▶ _Dataset entries_

-------

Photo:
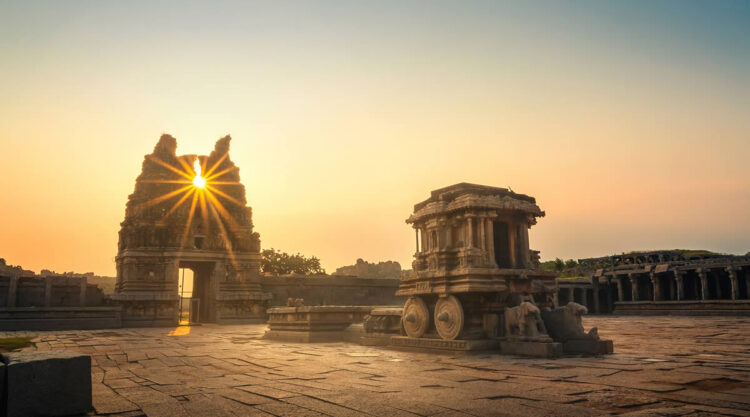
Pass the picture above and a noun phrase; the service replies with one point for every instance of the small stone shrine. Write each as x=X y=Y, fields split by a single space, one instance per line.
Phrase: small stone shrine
x=475 y=281
x=189 y=211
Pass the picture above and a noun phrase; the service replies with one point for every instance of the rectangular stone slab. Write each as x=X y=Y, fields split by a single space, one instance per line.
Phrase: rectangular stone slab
x=444 y=345
x=53 y=383
x=589 y=347
x=535 y=349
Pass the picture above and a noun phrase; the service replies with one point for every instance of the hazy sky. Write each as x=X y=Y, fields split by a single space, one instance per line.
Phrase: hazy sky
x=629 y=121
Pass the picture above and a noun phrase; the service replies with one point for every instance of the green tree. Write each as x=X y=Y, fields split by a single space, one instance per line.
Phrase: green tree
x=559 y=264
x=570 y=264
x=281 y=263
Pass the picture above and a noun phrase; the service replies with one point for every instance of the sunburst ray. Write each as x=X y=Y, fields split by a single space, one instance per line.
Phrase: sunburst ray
x=161 y=198
x=170 y=167
x=223 y=194
x=222 y=172
x=216 y=165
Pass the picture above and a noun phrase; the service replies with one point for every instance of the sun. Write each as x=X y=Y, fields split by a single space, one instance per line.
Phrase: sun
x=198 y=181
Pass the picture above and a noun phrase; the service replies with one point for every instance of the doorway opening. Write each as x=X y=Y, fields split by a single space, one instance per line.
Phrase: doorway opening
x=197 y=292
x=502 y=244
x=185 y=290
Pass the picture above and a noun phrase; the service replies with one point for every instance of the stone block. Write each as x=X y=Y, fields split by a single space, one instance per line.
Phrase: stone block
x=535 y=349
x=443 y=345
x=51 y=383
x=588 y=347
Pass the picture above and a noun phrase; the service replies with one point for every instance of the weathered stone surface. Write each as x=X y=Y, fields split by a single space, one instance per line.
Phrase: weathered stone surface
x=443 y=345
x=588 y=346
x=535 y=349
x=305 y=324
x=564 y=324
x=53 y=383
x=698 y=367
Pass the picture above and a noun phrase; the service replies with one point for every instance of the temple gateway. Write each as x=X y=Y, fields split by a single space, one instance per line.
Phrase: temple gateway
x=188 y=211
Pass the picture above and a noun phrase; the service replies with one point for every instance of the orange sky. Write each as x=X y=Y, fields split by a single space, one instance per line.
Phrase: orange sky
x=631 y=132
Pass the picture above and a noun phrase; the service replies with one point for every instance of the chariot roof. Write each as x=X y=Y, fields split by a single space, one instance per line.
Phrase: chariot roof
x=465 y=196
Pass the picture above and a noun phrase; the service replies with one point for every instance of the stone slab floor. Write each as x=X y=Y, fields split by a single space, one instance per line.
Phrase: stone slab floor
x=663 y=366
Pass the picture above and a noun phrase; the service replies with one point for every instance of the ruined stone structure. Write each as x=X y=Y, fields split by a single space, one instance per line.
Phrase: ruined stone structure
x=665 y=282
x=54 y=303
x=472 y=261
x=188 y=211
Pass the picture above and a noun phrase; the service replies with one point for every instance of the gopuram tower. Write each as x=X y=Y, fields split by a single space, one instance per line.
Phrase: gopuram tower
x=188 y=211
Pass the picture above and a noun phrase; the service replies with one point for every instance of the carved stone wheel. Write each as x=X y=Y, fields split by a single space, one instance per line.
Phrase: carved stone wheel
x=416 y=317
x=449 y=317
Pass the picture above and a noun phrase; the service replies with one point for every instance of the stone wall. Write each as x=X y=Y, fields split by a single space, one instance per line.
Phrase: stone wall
x=332 y=290
x=48 y=292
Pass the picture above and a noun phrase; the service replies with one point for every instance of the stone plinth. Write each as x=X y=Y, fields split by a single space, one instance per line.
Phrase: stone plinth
x=312 y=323
x=589 y=347
x=148 y=309
x=380 y=325
x=535 y=349
x=55 y=383
x=421 y=343
x=60 y=318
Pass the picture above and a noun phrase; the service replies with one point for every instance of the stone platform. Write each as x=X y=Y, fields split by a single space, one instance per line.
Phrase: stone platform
x=533 y=349
x=312 y=323
x=443 y=345
x=60 y=318
x=663 y=366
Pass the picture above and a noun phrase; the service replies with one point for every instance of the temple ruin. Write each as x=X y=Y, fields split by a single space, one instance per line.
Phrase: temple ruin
x=662 y=282
x=188 y=211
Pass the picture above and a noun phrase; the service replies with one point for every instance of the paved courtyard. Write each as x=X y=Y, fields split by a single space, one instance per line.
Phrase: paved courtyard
x=663 y=366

-------

▶ _What needs to be done_
The answer should be the records above, unchanged, with the pictures omitted.

▶ _Solution to this problem_
Photo:
Pass the picture above and a noun phrase; the service replies with one point for every instance of the small stone shrine. Write each as x=X y=Y, fields split by a single space, one instance per line.
Phrase: small stone shrine
x=475 y=281
x=189 y=211
Pass the picture above and a noun phrase; the service replies with one point for every instance of the rectangular stone slab. Write each as x=X y=Y, fields split by a single space, one instance per line.
Phrase: rectangular stone slab
x=444 y=345
x=53 y=383
x=589 y=347
x=535 y=349
Pass the picture above and a noun phrase; the service replies with one point for every instance of the hazy sky. Write each as x=X y=Y, fields split by a single space, one instance per line.
Phrase: hazy sky
x=629 y=121
Pass the picture above and a noun phrase; the service replies with one point for every instance of the green tree. Write each as x=X y=Y, fields split by a single space, one instance per line.
Phrase: green tree
x=559 y=264
x=570 y=264
x=281 y=263
Pass the picture above and a noun phrase; the service replies with one point for every instance of the sunburst ray. Write each as x=X y=Y, fields split by a single space, one instance per line.
Phrase: sunburst ray
x=161 y=198
x=170 y=167
x=223 y=194
x=222 y=172
x=216 y=165
Pass the picture above and a noun phrase; the service replies with one point for every instance of the sun. Write each as x=X y=Y, fields split by a single space, one instance per line.
Phrase: sun
x=198 y=181
Pass the picture above and a noun phrase; the service replies with one point for every instance of the doorway opening. Write each as x=X y=Y, fields split by a single space, one instance per line.
Phrase: doorway opening
x=197 y=292
x=502 y=244
x=185 y=290
Pass the picture above and a noun phrase; the service replies with one point for every instance of the stone block. Write each as x=X y=Y, fields split by a single space, one instance per line.
Phrase: stone block
x=535 y=349
x=443 y=345
x=51 y=383
x=588 y=347
Pass the picture above and a noun phrase; the service replies with one point for every instance of the weathered stone surface. Write each as x=X y=Y, fields split by a single space, one instance per line.
Phrase: weathered stone surface
x=443 y=345
x=588 y=346
x=535 y=349
x=305 y=324
x=564 y=324
x=53 y=383
x=698 y=367
Pass the picture above and a noun phrase; the service replies with one point for every instance of the temple gateway. Write each as x=X y=Y, fields split by a single space, one instance per line.
Phrase: temple gateway
x=188 y=211
Pass the picture above and a noun phrase; the service replies with one point for every instance of the orange sky. Write each as x=X y=Y, fields split by a single space, one instance per line.
Phrase: orange sky
x=631 y=132
Pass the picture above and a noun phrase; the service replies with one point for every instance of the chariot roof. Write each as x=X y=Y, fields split by a single space, one instance per line.
Phrase: chariot roof
x=465 y=196
Pass the picture above and a noun phrase; the service replies with one point for every instance of the stone slab floor. Write each as x=X y=Y, fields split by a single space, one instance per line.
Phrase: stone slab floor
x=663 y=366
Pass the picture above and a noun phrase; the service replies with one point for every instance of the ruined stone structure. Write each as x=X y=Y, fields split by a single space, one instance per line.
Phrase: ruined stone structure
x=665 y=282
x=54 y=303
x=472 y=261
x=188 y=211
Pass the picture above and a noun phrase; the service replies with one point for every instance of the gopuram tower. Write each as x=X y=Y, fields split by a single space, one instance per line.
Phrase: gopuram tower
x=188 y=211
Pass the picture above and a noun phrase; the service replies with one point for every instance of the carved stone wheel. Write each as x=X y=Y, fields split by a single space, one instance per line.
Phrase: carved stone wheel
x=416 y=317
x=449 y=317
Pass the picture above and a noun phrase; the service replies with one point for every instance of the stone wall. Write each as x=X y=Y, fields split by a single space, one instance per line.
Phrase: stone wall
x=332 y=290
x=48 y=292
Pass the picture above and a noun phrase; the service replies with one point for every instance of the stone plinth. Write each as x=X y=Y, fields split by a single space, one instance per line.
Phrase: stone plinth
x=312 y=323
x=589 y=347
x=148 y=309
x=380 y=325
x=535 y=349
x=55 y=383
x=421 y=343
x=60 y=318
Pass the picture above and a noun phrase; the service replies with one point for every instance of the stone platform. Write each as x=X y=Y, fields split by a single space, one instance per line.
Phrase: stone platform
x=533 y=349
x=312 y=323
x=443 y=345
x=60 y=318
x=663 y=366
Pass the picture above and a noun phrase; the service replies with one point for every instance of the temple ruin. Write each as x=X y=Y, fields split by a single space, one instance per line.
Phrase: temple ruin
x=662 y=282
x=188 y=211
Pass the picture above and a noun phrase; the service replies with one point for every instance of the paved courtyard. Write each as x=X y=Y, fields split by a single space, one instance per line.
Phrase: paved courtyard
x=663 y=366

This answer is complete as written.